[Page extract]
####################

San Diego Will Not Allow Legal Dispensaries to Operate in Unincorporated Areas
The idea to permit recreational cannabis product sales in unincorporated areas will not advance. One county supervisor made this proposal on Wednesday. However, when no other board members supported the plan, it did not move on.
Nathan Fletcher requested that the board approve zoning ordinances to permit the cultivation and retail sale of cannabis and related products. Commercial and industrial areas would have become part of a cannabis permitting program, and this program would have included a “social equity” component. Fletcher also suggested that they set up a tax system.
This motion died because there was no one else on the board who approved of it.
While recreational cannabis use was approved by California residents in 2016, the following year, San Diego County supervisors voted on a ban of all cannabusinesses’ operations in the county’s unincorporated areas.
Fletcher’s office claims that the five medical cannabis facilities operating in this area have been told they must close by 2022.
After lacking the support to move the proposal on, Fletcher went to Twitter, saying his proposal “would have allowed for the development of a cannabis industry that is safe, regulated, and legal.”
He also voiced some criticism of Supervisor Kristin Gaspar for pushing the other board members “on an outdated and out-of-touch view of legal cannabis.”

####################

[Point-per-instance localization data]
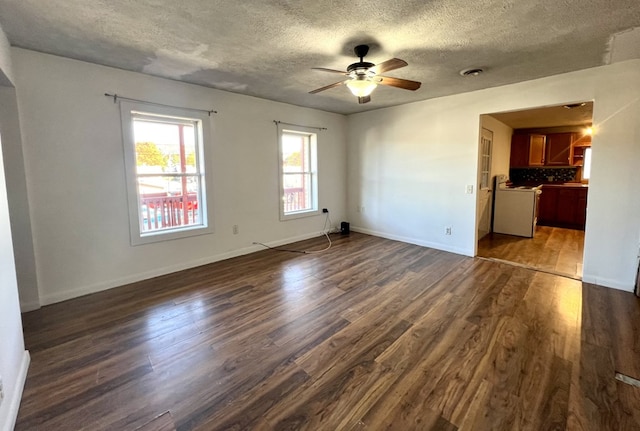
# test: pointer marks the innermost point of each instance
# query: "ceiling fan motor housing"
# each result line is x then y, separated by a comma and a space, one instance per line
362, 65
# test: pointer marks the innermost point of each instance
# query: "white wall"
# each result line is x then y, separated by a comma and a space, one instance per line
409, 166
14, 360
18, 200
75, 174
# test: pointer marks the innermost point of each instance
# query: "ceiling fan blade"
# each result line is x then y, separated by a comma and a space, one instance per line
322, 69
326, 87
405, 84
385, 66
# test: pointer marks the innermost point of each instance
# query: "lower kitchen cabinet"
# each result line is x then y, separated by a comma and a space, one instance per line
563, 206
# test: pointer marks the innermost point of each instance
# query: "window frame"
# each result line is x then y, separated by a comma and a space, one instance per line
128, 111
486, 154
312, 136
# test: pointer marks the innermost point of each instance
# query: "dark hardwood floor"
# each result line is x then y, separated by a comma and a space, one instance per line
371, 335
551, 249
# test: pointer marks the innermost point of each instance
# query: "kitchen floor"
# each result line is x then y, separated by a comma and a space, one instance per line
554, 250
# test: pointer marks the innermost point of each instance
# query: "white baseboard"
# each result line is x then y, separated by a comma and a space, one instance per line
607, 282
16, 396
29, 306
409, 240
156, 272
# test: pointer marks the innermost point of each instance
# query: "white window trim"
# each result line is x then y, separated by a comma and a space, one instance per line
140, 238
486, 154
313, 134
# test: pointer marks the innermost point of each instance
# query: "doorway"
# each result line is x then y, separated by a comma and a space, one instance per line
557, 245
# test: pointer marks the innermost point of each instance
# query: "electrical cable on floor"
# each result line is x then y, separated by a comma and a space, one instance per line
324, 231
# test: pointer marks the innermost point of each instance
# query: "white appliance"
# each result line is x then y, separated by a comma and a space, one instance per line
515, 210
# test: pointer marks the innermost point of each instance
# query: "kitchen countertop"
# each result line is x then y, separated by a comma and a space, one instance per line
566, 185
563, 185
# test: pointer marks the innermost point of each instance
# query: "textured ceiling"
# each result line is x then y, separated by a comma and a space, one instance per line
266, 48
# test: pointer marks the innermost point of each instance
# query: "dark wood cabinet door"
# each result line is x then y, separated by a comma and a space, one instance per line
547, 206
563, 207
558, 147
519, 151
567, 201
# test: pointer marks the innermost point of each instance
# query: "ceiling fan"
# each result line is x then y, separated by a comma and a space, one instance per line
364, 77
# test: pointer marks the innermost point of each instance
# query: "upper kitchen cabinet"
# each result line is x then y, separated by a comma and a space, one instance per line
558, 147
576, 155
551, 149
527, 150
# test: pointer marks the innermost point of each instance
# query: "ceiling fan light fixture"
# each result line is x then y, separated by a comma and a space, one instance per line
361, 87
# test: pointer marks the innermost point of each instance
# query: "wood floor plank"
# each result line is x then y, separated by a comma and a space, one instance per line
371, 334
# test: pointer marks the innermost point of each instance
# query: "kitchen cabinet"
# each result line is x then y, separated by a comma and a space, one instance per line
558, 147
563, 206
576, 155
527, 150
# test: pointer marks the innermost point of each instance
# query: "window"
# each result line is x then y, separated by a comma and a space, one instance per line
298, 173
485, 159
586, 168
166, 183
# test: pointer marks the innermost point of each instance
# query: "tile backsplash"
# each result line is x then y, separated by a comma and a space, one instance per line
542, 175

####################

[Task instructions]
#1 Answer these questions from the article on San Diego County's cannabis proposal.
(a) Which board member made the proposal?
(b) In what year did California residents approve recreational cannabis use?
(c) How many medical cannabis facilities in the unincorporated areas have been told to close by 2022?
#2 In the article on San Diego County's cannabis proposal, extract the passage from "San Diego Will" to "approved of it.".
#3 Rewrite the paragraph of the cannabis article that begins "Nathan Fletcher requested that the board" as a short bulleted list that keeps its main facts.

[Outputs in order]
#1
(a) Nathan Fletcher
(b) 2016
(c) Five

#2
San Diego Will Not Allow Legal Dispensaries to Operate in Unincorporated Areas
The idea to permit recreational cannabis product sales in unincorporated areas will not advance. One county supervisor made this proposal on Wednesday. However, when no other board members supported the plan, it did not move on.
Nathan Fletcher requested that the board approve zoning ordinances to permit the cultivation and retail sale of cannabis and related products. Commercial and industrial areas would have become part of a cannabis permitting program, and this program would have included a “social equity” component. Fletcher also suggested that they set up a tax system.
This motion died because there was no one else on the board who approved of it.

#3
- Nathan Fletcher asked the board to approve zoning ordinances allowing the cultivation and retail sale of cannabis and related products.
- Commercial and industrial areas would have joined a cannabis permitting program.
- That program would have included a "social equity" component.
- Fletcher also proposed setting up a tax system.